- Excerpted records -
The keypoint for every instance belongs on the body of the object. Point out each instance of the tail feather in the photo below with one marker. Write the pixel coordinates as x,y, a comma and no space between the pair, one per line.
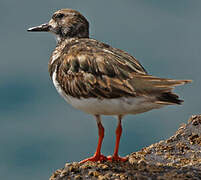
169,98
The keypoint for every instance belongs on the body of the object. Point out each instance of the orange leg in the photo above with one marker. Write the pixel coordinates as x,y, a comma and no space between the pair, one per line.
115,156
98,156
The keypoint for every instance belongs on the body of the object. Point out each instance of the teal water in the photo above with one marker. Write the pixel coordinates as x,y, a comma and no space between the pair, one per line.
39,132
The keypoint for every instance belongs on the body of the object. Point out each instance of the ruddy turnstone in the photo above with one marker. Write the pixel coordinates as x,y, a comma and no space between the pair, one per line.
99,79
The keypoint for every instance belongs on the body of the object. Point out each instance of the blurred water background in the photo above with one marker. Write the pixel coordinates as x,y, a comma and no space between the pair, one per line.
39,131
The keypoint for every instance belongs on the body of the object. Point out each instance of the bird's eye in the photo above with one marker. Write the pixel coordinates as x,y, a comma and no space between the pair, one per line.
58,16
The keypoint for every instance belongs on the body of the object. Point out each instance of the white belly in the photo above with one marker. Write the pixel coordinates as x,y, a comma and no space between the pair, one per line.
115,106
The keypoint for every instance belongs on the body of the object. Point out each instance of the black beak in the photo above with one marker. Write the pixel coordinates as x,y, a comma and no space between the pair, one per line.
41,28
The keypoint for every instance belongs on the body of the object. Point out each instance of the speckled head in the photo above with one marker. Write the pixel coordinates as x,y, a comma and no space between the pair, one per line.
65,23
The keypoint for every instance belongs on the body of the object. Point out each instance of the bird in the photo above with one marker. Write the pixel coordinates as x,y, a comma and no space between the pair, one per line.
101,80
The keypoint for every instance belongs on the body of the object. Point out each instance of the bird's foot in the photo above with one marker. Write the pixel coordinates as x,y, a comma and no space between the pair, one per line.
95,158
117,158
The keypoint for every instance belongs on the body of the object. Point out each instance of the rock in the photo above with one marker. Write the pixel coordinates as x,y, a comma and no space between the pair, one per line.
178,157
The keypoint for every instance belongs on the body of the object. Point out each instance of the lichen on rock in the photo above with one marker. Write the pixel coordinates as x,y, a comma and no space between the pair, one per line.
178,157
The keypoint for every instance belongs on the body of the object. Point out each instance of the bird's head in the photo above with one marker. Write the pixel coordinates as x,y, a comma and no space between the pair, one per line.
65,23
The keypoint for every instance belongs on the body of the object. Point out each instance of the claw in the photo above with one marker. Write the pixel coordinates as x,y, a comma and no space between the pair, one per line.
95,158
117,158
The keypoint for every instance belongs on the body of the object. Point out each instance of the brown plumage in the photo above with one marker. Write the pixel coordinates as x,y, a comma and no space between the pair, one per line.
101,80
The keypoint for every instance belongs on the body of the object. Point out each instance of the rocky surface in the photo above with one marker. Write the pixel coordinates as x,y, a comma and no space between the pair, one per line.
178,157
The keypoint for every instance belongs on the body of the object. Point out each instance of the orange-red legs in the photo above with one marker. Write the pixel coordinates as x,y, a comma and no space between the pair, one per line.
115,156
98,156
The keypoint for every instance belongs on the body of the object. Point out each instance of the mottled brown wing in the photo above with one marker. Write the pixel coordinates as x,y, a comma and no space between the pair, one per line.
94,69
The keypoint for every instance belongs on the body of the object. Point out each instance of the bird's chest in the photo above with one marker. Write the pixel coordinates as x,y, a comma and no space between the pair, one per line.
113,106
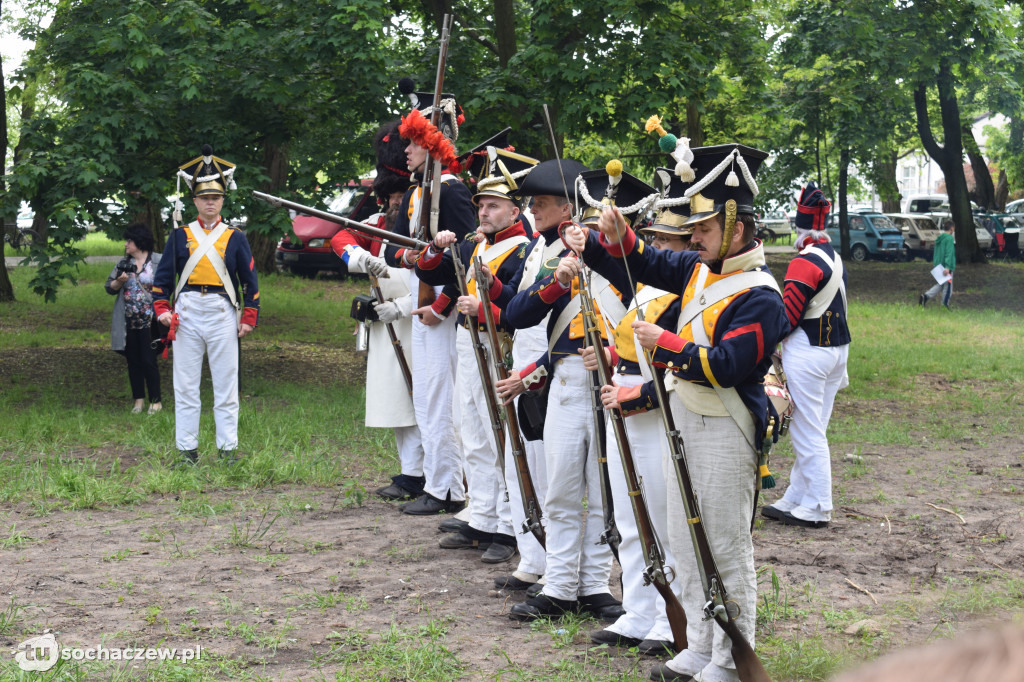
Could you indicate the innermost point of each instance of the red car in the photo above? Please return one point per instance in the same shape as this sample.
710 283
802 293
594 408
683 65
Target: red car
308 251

* * *

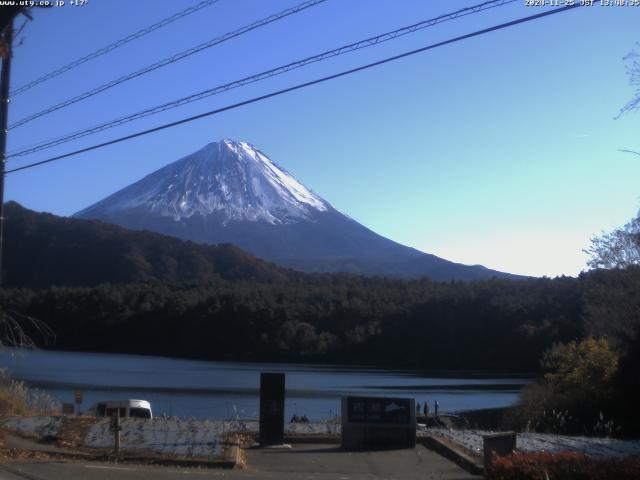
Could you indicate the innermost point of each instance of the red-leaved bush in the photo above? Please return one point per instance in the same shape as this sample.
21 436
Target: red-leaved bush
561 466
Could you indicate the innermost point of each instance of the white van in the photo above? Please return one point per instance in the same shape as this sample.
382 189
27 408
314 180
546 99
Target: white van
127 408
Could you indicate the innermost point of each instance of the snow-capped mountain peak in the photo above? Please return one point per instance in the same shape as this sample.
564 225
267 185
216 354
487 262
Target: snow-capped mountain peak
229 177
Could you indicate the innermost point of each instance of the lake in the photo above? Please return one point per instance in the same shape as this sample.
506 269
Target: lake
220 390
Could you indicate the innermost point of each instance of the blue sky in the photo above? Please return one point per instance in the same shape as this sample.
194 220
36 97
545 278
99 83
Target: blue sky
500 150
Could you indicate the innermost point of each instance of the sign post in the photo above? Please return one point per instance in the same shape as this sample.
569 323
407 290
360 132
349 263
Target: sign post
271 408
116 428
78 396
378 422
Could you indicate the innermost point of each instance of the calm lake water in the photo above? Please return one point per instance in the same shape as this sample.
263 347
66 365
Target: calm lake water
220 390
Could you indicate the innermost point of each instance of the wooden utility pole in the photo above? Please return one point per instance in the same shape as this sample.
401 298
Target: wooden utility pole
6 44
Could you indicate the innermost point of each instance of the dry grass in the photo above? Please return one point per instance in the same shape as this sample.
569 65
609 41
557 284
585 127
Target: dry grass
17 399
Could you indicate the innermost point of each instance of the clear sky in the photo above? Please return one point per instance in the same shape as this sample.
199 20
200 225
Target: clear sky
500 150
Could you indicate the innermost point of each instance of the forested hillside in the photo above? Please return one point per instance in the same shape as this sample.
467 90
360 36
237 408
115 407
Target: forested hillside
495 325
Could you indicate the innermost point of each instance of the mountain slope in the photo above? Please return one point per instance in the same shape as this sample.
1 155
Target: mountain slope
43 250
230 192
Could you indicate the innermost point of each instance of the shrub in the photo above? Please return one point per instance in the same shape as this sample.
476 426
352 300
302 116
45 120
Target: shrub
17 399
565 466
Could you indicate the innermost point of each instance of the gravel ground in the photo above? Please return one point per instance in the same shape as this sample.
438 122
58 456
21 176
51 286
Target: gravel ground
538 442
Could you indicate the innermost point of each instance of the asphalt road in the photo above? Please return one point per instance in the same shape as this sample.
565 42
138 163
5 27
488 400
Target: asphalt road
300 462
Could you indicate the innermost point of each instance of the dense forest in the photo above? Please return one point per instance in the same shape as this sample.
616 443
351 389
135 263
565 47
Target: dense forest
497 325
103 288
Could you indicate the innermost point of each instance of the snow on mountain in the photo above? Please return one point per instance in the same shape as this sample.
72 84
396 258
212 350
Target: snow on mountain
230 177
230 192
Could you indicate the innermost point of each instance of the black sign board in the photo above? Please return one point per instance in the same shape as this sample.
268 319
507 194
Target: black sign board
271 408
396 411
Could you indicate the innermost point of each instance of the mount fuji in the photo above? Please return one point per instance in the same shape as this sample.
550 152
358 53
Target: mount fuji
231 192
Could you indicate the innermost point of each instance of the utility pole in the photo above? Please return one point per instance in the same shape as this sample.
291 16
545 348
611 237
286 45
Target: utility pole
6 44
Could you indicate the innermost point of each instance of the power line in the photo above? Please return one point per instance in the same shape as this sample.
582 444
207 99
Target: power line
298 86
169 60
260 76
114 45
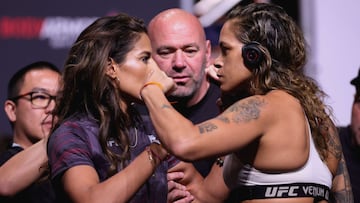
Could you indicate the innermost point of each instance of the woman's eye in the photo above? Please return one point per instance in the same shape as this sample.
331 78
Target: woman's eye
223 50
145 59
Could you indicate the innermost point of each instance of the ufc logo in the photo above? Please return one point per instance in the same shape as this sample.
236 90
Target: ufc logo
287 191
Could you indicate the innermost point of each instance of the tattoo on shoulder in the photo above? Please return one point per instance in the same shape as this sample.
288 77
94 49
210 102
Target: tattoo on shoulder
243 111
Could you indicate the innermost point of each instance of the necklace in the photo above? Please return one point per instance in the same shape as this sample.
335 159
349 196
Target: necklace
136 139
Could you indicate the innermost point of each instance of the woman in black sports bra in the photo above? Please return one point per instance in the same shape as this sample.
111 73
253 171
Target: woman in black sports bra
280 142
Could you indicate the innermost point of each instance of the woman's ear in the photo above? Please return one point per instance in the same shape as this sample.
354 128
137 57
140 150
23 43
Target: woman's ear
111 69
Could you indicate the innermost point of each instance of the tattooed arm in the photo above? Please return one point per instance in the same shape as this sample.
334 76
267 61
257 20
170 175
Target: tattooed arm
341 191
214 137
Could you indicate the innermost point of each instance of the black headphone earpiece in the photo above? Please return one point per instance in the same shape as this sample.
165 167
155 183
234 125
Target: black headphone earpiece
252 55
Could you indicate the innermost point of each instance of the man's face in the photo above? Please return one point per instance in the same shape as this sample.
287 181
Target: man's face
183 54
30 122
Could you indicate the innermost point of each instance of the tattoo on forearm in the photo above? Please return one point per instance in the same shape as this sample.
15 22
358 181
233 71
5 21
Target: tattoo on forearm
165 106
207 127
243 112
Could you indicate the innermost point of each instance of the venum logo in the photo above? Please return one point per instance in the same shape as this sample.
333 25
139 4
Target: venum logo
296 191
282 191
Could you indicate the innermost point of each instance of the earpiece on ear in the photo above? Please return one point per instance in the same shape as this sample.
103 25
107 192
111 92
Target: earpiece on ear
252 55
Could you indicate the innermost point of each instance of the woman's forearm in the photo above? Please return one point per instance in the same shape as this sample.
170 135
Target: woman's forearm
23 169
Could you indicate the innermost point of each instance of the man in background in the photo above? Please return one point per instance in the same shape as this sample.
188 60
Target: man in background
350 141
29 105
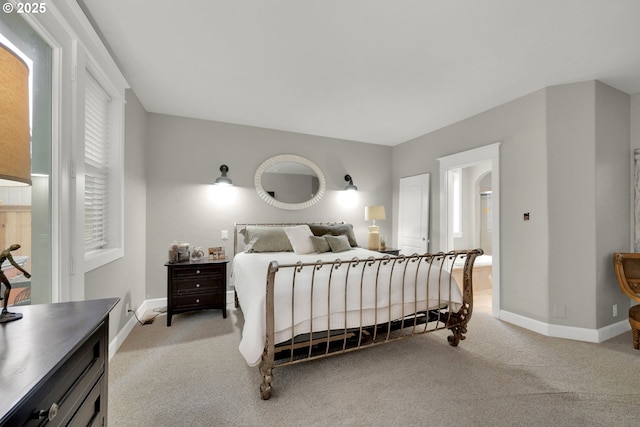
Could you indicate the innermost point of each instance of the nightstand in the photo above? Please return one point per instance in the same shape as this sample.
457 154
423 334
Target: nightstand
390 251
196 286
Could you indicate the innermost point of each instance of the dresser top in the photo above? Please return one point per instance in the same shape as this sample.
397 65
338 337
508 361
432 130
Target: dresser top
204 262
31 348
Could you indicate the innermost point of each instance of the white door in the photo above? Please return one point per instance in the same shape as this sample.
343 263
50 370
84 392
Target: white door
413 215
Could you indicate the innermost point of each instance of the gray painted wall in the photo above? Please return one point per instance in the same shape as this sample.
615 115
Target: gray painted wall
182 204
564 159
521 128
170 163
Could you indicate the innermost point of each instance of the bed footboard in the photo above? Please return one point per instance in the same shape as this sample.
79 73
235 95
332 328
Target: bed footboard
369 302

- Given task -
Please return every line from the entries above that contains the word "grass", copying each line in full.

- Task response -
Could you indicate the innermost point of each instance of the dry grass in the photo above? Please return one point per instance in the same shape as this sample.
Target: dry grass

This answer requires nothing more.